What you should do:
Could you restate word for word every line of the records below, from the first one to the one holding "Target = eucalyptus leaves in bouquet"?

(Provided information)

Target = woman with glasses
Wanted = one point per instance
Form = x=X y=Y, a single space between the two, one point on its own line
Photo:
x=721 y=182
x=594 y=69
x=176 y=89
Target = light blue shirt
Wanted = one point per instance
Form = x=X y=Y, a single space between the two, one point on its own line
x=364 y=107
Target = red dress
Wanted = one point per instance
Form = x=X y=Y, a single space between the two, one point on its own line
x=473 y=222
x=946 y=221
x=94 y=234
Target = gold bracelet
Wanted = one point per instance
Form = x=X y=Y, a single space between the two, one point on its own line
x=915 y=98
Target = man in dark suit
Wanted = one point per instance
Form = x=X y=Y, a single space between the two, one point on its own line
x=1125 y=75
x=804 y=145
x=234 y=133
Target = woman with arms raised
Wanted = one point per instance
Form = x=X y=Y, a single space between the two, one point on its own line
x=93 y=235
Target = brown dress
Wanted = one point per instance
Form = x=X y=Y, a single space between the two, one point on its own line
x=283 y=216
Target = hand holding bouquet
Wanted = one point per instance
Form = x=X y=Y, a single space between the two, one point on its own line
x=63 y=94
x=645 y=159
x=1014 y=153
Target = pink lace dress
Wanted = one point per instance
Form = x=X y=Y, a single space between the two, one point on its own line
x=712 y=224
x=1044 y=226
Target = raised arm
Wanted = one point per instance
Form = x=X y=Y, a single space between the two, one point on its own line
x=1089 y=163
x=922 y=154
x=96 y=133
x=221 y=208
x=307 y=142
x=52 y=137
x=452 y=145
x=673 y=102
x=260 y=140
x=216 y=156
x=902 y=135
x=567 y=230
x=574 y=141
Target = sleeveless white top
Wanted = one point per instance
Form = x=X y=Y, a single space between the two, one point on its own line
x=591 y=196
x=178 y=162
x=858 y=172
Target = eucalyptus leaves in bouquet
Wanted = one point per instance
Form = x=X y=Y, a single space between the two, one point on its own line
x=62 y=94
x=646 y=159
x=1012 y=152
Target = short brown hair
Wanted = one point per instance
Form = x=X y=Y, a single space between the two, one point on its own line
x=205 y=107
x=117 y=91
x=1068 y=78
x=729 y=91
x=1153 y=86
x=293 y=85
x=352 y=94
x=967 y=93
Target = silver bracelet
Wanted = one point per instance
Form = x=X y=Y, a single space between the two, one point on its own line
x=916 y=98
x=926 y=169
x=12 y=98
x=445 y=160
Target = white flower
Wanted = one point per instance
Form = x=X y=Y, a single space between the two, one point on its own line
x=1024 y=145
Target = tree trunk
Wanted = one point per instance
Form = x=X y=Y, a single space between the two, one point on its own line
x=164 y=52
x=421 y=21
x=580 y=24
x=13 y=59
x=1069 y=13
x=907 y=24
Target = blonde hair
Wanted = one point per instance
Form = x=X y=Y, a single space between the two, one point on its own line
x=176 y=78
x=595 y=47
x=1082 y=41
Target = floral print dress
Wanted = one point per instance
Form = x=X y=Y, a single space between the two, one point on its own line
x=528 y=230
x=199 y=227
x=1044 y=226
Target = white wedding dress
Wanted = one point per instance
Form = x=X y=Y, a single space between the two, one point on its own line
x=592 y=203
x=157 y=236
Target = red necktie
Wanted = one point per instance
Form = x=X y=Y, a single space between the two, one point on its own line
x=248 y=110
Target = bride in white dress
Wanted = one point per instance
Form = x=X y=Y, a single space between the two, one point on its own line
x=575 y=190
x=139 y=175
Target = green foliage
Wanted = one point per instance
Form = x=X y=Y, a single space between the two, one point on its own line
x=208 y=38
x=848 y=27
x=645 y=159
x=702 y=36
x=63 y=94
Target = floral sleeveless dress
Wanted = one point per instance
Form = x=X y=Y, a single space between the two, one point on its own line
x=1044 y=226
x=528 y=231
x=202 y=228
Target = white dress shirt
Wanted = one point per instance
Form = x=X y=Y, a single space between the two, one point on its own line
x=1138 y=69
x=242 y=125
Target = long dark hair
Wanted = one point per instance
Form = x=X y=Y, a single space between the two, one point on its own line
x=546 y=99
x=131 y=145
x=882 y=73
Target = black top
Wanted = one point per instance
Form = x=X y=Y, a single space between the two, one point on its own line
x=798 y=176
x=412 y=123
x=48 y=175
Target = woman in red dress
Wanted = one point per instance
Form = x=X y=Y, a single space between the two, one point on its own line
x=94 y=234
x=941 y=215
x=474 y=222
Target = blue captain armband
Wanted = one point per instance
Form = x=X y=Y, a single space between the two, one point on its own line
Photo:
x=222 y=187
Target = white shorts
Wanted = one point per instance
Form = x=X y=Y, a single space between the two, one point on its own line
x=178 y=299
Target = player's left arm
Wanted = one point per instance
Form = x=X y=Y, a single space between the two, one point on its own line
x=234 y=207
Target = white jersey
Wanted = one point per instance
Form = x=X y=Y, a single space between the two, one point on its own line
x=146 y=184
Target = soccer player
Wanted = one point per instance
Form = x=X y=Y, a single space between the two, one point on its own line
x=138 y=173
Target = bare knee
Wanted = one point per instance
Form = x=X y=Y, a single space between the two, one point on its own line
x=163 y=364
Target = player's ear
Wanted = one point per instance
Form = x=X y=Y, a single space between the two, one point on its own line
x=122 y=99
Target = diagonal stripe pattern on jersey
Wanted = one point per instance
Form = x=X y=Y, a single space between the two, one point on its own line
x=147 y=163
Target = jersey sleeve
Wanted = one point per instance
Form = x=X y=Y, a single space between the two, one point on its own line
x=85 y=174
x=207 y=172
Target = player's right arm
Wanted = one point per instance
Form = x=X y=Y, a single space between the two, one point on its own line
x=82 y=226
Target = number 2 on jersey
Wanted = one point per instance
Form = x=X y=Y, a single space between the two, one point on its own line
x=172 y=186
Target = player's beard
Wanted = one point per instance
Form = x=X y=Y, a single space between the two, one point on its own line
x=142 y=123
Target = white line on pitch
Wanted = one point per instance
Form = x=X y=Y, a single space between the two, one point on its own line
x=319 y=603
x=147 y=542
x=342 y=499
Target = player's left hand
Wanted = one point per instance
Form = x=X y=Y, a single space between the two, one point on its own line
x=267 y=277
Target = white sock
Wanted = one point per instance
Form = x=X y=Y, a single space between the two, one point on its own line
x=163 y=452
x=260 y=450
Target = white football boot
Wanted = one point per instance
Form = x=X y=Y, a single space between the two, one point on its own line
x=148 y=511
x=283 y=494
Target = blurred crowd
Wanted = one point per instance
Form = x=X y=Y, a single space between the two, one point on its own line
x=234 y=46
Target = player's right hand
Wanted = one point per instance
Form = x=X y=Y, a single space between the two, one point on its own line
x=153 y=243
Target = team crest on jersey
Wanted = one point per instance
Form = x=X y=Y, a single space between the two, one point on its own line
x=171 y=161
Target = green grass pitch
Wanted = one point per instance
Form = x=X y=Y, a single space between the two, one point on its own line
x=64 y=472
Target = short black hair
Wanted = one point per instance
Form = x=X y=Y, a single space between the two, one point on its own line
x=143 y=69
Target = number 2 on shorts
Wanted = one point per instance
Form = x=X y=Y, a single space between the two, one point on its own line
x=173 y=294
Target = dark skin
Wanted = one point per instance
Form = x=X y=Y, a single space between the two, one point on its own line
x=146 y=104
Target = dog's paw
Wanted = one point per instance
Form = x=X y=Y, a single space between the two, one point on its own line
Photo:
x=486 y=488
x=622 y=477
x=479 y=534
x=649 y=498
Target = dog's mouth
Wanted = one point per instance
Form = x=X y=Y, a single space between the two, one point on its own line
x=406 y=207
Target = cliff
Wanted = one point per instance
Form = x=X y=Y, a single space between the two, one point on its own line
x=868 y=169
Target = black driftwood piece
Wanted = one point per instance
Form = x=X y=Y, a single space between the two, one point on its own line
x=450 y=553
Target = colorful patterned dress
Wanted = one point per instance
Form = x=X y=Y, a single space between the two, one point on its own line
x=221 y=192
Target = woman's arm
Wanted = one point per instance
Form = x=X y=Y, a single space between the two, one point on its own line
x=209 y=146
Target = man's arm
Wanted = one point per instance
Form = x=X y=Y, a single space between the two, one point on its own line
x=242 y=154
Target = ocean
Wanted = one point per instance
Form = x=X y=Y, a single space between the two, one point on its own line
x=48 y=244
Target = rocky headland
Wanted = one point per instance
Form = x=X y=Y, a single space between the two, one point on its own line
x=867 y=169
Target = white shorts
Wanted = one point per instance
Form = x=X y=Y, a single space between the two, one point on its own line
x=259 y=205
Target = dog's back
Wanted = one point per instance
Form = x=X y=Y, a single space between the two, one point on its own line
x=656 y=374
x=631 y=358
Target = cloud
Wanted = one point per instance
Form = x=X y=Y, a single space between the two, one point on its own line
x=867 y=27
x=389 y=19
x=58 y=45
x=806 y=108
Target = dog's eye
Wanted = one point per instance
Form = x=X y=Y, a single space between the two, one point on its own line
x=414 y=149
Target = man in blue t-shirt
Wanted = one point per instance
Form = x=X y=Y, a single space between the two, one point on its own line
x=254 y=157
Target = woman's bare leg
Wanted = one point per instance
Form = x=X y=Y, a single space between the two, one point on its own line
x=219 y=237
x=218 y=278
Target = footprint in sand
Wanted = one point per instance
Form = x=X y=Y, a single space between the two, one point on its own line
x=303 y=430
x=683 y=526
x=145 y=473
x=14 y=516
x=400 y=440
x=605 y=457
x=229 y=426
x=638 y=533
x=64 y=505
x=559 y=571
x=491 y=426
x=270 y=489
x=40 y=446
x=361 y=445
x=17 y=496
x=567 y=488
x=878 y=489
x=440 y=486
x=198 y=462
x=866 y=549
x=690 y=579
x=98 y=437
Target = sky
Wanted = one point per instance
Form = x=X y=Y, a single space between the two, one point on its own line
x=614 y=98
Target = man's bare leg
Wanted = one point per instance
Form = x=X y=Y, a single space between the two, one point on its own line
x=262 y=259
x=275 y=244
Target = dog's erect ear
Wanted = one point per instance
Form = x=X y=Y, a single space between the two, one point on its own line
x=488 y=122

(End Provided information)

Exercise response:
Target = woman with glasses
Wanted = one point per instance
Form = x=X y=Y, a single space between the two, one point on its own line
Photo:
x=721 y=182
x=594 y=69
x=176 y=89
Target = light blue shirt
Wanted = one point per instance
Form = x=X y=Y, a single space between the two, one point on its own line
x=364 y=107
Target = red dress
Wanted = one point per instance
Form = x=X y=Y, a single space between the two, one point on its own line
x=473 y=222
x=946 y=221
x=94 y=234
Target = gold bracelet
Wanted = one point per instance
Form = x=X y=Y, a single space between the two, one point on its own line
x=915 y=98
Target = man in dark suit
Wanted = one point per instance
Form = x=X y=Y, a single space between the two, one point on its own line
x=1125 y=75
x=804 y=145
x=234 y=133
Target = woman with arms raised
Wanted = one point per instance
Form = x=X y=Y, a single space between the two, one point on its own line
x=93 y=235
Target = brown dress
Wanted = one point per instance
Form = x=X y=Y, a single space between the two, one point on its own line
x=283 y=216
Target = hand holding bouquet
Wanted = one point per instance
Form = x=X y=Y, a single space between the two, one point on its own line
x=63 y=94
x=645 y=159
x=1014 y=153
Target = pink lace dress
Wanted = one point per instance
Form = x=X y=Y, a single space between the two, one point on its own line
x=712 y=224
x=1044 y=226
Target = raised arm
Wanted = one point per instance
Form = x=X y=Y, a single space between the two, one point on its own line
x=1089 y=163
x=922 y=154
x=96 y=133
x=221 y=208
x=307 y=142
x=52 y=137
x=452 y=145
x=673 y=102
x=260 y=140
x=216 y=156
x=902 y=135
x=567 y=230
x=574 y=141
Target = sleeveless white top
Wanted = one point per instance
Form = x=X y=Y, a single space between the two, one point on its own line
x=591 y=196
x=178 y=162
x=858 y=172
Target = eucalyptus leaves in bouquet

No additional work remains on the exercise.